_Directive_
Extract every line from the one containing "the weathered wood" through the final line, both included, and reproduce them word for word.

[Object location annotation data]
◇ ◇ ◇ ◇ ◇

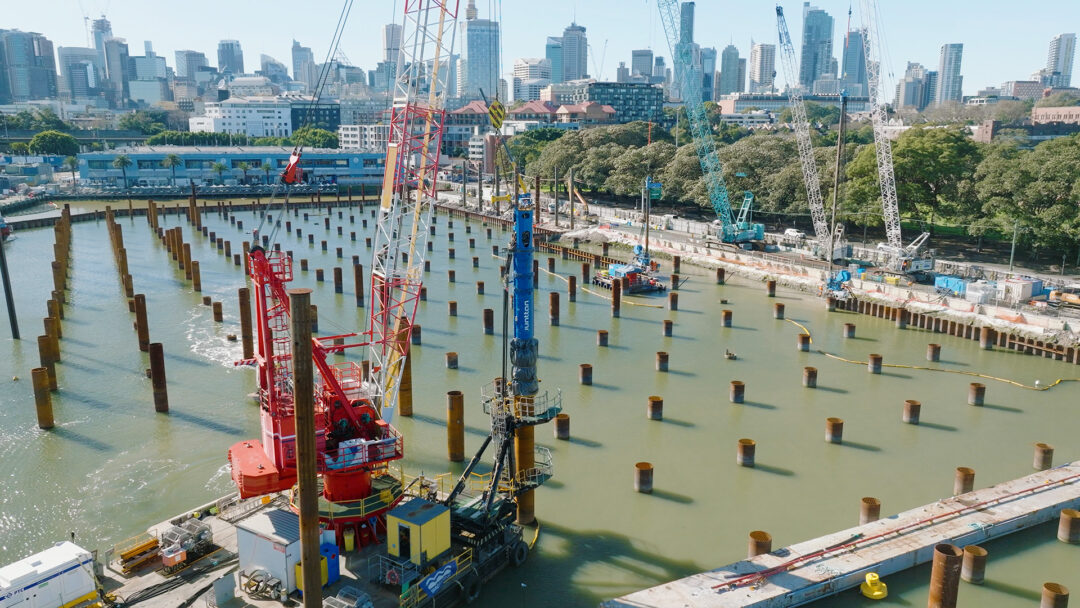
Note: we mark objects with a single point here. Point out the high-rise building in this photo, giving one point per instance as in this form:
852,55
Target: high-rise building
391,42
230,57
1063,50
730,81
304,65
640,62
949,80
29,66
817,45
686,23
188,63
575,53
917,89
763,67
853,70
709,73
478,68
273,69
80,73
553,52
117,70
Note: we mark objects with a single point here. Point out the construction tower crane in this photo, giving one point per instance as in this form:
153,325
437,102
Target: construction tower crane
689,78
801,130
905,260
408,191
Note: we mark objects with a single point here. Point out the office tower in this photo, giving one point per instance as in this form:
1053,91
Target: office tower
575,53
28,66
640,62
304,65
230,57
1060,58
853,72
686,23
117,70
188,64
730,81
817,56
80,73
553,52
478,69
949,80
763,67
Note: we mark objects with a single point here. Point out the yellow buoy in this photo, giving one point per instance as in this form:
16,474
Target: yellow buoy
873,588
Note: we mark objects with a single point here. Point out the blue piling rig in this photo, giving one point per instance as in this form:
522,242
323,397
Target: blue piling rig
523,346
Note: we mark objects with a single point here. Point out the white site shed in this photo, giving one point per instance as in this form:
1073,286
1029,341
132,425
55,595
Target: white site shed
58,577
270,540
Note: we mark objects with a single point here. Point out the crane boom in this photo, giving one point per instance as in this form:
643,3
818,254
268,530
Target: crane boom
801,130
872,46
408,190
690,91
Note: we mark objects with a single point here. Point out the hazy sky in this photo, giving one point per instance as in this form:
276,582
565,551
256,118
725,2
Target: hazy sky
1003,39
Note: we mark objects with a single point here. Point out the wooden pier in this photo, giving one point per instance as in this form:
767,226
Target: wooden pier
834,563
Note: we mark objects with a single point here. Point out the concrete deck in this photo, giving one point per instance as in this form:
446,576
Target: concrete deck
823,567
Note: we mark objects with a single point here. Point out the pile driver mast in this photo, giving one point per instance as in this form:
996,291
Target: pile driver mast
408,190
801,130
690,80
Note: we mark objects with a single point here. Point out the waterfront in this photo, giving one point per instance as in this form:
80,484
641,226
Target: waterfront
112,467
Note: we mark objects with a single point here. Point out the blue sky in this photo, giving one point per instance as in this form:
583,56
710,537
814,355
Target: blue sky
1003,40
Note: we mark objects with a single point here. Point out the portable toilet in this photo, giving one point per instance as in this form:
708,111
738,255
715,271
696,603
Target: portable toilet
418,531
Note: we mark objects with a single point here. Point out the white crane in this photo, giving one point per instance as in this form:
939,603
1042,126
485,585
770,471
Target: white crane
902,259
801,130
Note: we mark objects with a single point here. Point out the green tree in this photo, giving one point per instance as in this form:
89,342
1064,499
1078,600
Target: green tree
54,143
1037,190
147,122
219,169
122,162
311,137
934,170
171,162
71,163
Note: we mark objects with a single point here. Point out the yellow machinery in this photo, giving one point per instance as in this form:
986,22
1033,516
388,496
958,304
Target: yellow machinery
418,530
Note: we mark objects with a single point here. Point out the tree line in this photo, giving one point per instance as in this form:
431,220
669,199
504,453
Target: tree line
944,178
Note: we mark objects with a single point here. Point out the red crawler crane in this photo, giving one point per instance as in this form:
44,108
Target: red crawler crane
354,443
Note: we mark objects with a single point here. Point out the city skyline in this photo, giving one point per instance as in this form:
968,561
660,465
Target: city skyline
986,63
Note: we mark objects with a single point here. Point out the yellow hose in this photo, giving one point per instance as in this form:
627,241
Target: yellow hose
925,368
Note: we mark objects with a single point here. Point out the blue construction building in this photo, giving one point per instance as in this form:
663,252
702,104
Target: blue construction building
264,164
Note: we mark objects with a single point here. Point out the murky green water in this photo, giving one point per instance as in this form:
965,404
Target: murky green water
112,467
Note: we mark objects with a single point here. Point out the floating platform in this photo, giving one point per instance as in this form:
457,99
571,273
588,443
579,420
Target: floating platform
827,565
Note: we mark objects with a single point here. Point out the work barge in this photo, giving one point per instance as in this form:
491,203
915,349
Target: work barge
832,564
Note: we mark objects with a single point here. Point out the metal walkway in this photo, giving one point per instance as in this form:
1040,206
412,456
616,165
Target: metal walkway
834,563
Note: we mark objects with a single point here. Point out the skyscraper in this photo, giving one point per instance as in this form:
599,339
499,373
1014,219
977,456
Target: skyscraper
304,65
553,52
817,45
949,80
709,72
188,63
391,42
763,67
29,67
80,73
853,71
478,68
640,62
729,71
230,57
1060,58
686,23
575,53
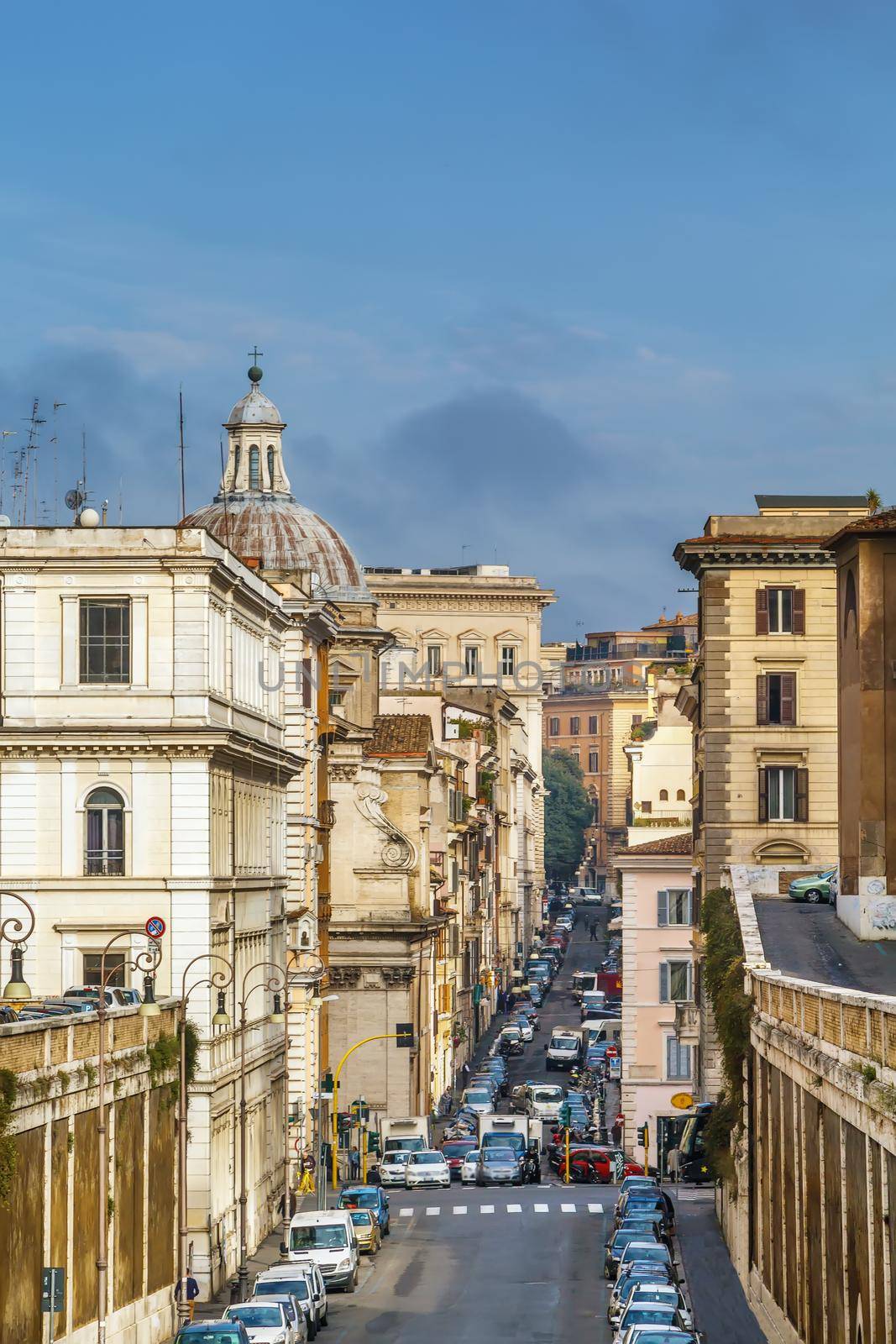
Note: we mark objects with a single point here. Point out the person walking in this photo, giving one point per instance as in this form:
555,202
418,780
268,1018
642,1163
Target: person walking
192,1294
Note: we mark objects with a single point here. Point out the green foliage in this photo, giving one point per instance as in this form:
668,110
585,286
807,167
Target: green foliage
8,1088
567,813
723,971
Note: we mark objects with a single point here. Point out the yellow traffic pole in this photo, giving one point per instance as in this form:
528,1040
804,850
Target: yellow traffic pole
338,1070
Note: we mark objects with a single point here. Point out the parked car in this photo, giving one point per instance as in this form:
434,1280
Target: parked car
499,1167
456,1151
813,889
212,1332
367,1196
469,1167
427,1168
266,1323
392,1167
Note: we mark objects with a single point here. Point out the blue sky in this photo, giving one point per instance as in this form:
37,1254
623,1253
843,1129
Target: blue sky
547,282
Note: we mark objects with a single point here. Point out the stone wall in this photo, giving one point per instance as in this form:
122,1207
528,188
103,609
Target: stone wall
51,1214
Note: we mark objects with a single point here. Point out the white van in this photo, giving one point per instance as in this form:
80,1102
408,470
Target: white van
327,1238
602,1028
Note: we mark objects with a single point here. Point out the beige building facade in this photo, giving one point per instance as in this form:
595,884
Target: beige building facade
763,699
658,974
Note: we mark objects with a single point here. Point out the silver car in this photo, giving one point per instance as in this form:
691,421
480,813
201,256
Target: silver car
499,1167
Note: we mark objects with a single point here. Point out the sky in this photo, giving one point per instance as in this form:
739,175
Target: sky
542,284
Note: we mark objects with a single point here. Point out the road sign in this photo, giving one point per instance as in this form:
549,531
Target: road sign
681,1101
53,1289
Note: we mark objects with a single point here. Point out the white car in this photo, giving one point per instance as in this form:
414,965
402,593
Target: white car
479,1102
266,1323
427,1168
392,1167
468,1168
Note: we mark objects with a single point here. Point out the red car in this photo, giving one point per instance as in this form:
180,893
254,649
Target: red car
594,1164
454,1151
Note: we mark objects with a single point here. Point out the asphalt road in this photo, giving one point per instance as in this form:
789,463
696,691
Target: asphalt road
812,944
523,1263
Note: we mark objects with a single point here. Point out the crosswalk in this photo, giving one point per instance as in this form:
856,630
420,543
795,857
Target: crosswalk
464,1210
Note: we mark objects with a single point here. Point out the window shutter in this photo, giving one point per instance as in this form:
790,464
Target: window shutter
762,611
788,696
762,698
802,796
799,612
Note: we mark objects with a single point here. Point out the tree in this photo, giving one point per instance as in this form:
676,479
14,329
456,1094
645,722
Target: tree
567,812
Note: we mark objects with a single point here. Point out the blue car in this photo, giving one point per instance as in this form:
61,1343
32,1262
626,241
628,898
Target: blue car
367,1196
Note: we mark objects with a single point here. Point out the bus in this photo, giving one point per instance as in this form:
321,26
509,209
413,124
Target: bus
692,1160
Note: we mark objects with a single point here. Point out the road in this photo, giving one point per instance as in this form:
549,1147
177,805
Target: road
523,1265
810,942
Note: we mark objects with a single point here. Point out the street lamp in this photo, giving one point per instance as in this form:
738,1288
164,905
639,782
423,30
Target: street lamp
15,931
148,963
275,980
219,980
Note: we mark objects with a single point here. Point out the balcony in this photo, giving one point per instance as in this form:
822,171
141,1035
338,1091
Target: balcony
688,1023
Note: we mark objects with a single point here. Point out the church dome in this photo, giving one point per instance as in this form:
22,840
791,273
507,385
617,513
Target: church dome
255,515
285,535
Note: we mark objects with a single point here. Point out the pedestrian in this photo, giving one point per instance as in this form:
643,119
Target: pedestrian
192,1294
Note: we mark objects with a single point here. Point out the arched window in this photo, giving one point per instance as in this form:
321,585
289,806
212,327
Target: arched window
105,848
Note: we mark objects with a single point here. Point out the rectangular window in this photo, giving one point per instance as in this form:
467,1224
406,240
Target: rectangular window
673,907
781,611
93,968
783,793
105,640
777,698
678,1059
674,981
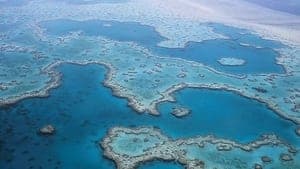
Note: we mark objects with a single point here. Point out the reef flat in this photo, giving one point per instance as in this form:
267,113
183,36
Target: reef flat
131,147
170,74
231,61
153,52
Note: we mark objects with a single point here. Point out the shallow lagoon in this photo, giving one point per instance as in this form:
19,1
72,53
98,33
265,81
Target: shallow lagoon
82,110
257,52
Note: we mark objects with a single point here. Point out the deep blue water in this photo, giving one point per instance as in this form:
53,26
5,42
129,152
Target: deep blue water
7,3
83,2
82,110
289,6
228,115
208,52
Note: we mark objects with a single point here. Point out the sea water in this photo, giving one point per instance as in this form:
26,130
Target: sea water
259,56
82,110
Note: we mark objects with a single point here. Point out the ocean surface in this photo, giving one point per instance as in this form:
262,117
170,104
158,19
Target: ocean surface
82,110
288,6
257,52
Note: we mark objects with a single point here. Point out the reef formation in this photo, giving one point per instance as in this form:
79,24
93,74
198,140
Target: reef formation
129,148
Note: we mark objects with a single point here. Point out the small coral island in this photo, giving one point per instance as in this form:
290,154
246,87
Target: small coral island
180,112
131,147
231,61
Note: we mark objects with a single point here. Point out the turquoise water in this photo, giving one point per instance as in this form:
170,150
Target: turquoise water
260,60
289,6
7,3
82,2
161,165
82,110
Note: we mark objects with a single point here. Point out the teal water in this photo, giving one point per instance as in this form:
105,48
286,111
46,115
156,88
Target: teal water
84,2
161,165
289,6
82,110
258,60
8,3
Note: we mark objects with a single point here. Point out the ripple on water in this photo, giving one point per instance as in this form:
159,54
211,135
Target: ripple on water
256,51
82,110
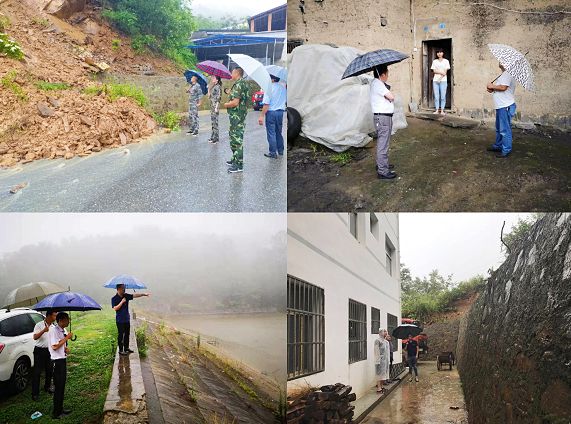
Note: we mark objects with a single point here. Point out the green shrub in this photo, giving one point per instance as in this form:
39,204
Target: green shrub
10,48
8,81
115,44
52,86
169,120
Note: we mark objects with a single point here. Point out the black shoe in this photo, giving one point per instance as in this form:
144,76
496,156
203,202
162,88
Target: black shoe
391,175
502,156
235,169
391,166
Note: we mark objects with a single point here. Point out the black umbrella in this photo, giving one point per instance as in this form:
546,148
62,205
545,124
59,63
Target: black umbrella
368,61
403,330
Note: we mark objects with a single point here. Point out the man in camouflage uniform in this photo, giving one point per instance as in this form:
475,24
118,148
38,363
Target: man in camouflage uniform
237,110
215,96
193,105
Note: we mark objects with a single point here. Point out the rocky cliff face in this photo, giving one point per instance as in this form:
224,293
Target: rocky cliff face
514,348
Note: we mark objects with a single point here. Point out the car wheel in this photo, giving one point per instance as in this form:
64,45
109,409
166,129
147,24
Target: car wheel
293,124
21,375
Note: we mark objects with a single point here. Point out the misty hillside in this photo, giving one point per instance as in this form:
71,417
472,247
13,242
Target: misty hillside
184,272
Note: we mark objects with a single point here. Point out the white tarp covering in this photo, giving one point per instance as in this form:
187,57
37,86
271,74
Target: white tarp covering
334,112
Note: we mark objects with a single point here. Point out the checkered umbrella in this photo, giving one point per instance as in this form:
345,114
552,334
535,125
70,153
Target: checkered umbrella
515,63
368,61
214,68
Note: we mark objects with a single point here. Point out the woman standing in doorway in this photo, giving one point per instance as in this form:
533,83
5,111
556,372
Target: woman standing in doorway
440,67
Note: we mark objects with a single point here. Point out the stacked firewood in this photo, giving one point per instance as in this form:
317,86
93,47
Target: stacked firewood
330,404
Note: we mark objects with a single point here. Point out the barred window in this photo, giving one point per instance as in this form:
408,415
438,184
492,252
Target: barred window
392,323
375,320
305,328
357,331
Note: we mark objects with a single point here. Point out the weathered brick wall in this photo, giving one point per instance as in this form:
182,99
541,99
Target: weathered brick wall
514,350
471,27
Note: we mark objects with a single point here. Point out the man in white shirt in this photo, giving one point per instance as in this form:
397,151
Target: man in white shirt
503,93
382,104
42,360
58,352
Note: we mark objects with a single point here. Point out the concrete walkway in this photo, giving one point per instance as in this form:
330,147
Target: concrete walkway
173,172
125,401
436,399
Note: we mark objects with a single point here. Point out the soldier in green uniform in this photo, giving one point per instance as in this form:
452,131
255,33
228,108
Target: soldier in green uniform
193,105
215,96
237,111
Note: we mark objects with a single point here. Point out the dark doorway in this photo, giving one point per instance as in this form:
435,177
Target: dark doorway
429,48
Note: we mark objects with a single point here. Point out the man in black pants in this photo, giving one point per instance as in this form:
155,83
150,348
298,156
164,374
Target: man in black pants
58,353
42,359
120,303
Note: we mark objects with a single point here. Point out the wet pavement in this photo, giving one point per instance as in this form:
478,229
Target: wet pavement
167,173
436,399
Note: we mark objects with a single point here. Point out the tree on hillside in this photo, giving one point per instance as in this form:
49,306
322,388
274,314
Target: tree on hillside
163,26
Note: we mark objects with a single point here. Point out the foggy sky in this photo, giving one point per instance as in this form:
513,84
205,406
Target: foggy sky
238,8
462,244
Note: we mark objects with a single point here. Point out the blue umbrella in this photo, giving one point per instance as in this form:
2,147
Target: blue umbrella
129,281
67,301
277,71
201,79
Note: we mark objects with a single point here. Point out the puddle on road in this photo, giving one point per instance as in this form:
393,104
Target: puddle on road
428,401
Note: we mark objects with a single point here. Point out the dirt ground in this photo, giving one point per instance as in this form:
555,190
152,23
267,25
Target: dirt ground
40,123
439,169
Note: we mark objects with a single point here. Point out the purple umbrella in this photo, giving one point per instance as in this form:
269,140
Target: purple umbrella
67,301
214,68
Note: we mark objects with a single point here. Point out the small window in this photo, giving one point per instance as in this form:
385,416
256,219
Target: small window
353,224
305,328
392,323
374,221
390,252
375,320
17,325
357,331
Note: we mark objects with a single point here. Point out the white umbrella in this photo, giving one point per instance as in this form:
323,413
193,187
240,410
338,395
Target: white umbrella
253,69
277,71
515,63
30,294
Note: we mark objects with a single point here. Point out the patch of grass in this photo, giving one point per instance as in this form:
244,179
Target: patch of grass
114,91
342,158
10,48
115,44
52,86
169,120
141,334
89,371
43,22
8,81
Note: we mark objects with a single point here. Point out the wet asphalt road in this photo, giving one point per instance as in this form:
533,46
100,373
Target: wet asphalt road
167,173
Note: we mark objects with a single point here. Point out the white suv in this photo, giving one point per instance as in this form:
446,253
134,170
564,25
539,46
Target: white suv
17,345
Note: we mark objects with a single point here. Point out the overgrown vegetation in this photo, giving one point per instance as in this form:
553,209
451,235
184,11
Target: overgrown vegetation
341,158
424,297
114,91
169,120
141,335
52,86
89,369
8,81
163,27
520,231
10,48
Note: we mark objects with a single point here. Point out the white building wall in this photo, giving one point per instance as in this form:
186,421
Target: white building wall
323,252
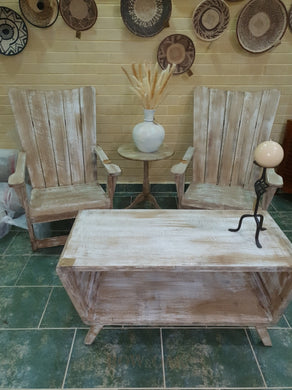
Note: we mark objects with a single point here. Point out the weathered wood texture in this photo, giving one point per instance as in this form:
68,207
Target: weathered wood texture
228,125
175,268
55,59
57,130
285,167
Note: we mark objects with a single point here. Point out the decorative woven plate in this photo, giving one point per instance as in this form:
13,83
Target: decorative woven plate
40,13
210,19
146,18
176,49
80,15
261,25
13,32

◇ ◇ ◇ ◇ ◇

_Response_
Note: we mark objects with a single point here. Point out the weathered wood texture in this photo, giving one point per instance as in this form:
68,207
Target: weathered wood texture
228,125
175,268
55,59
57,130
285,167
Note: we mark objects with a single point here. Point out the decorative woven plate in this photo, giving one point per instance as in this form:
13,83
Target: decorative woven plate
40,13
210,19
146,18
176,49
80,15
261,25
13,32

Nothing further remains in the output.